§ Data shown
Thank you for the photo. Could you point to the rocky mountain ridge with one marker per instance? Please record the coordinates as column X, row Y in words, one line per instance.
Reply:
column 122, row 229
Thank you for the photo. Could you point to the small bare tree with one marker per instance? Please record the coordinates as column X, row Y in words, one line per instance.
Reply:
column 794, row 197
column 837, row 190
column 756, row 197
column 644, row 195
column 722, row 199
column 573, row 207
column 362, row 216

§ Work instructions
Starting with the first record, copy everything through the final one exactly.

§ Exercise result
Thank you for the photo. Could you point to the rocky mountain ridge with one marker per instance? Please record the coordinates as column X, row Y in words, one line per instance.
Reply:
column 122, row 229
Thank you for the photo. Could you point to the small bare tree with one marker per instance? Please record the coordinates as column X, row Y in words, one line per instance.
Reply:
column 794, row 197
column 837, row 190
column 756, row 197
column 644, row 195
column 722, row 199
column 573, row 207
column 362, row 216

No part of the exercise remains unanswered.